[SUPPLIED DATA]

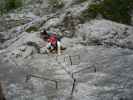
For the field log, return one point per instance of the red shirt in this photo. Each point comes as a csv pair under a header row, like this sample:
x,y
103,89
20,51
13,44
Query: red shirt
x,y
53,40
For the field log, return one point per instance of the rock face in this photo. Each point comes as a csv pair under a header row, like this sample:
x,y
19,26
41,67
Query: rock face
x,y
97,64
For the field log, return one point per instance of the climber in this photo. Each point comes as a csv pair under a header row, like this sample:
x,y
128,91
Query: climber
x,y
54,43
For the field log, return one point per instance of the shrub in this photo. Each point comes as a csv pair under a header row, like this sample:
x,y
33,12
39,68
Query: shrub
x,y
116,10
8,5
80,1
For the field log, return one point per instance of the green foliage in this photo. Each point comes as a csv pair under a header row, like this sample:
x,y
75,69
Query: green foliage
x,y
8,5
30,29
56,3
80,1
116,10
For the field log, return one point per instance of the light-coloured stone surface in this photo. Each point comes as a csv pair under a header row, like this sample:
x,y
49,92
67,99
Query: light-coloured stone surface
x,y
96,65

[/SUPPLIED DATA]
[SUPPLIED DATA]

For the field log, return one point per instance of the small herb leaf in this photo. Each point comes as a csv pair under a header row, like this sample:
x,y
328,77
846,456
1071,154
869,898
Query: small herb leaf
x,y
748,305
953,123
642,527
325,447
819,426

[/SUPPLIED DATA]

▶ PROBLEM DETAILS
What are the lines, exactly as written above, from the line with "of the rock" to the line with "of the green", both included? Output only those.

▶ OUTPUT
For the field log, return one point per instance of the rock face in this photo. Each point comes as a csv pair under a header row, like this sample:
x,y
19,26
41,67
Query: rock face
x,y
97,64
For the field log, return one point per instance of the climber in this photo. Each point comes as a csv pair under a header row, like this sample:
x,y
128,91
Query: climber
x,y
54,43
For the field log, return one point per instance of the shrub in this photo. Each point comes as a csv pair under a header row, like this sample:
x,y
33,12
39,68
Query: shrub
x,y
116,10
8,5
80,1
For the field log, return one point per instance of the green foliage in this photo. Each point comes as a csv pair under a header row, like this sample:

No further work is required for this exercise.